WORK ORDER -
Please restate word for word only the lines that start at the one containing "In this exercise you will tag the white countertop" and continue to the final line of the material.

INPUT RECORDS -
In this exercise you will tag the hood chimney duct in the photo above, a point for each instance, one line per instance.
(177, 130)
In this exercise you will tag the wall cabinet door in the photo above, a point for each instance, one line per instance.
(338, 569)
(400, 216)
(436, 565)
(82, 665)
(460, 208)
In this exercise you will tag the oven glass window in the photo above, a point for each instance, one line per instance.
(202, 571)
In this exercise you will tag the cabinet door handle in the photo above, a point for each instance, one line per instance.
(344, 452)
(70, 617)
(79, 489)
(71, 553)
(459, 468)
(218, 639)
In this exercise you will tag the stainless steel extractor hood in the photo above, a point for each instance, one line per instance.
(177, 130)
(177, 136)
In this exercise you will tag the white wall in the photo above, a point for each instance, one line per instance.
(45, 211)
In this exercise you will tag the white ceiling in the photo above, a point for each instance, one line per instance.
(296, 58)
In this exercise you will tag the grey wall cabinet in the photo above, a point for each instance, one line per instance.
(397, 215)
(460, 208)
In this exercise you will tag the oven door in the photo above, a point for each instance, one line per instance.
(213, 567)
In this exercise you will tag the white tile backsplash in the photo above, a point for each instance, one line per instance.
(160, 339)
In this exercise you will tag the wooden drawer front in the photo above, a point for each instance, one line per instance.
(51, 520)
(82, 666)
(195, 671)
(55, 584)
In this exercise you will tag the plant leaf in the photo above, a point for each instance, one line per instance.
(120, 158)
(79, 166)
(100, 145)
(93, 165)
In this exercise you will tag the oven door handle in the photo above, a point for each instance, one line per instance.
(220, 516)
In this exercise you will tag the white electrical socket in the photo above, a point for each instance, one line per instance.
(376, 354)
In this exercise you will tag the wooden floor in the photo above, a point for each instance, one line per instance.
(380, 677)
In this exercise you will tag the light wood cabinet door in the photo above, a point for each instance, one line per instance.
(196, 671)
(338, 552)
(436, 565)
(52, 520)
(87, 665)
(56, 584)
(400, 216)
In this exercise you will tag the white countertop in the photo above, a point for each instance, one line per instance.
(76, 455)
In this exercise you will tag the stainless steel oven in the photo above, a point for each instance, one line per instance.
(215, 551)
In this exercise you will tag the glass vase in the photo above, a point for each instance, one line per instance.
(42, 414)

ANSWER BELOW -
In this exercise you will tag the white countertop in the photo above, a point for each instance, one line per instance.
(76, 455)
In this exercise you will tag the stainless steel oven in the photo above, a point for each instance, one line per instance.
(215, 551)
In this exercise you will tag the glass vase in the photo above, a point for each instance, one line per instance.
(42, 414)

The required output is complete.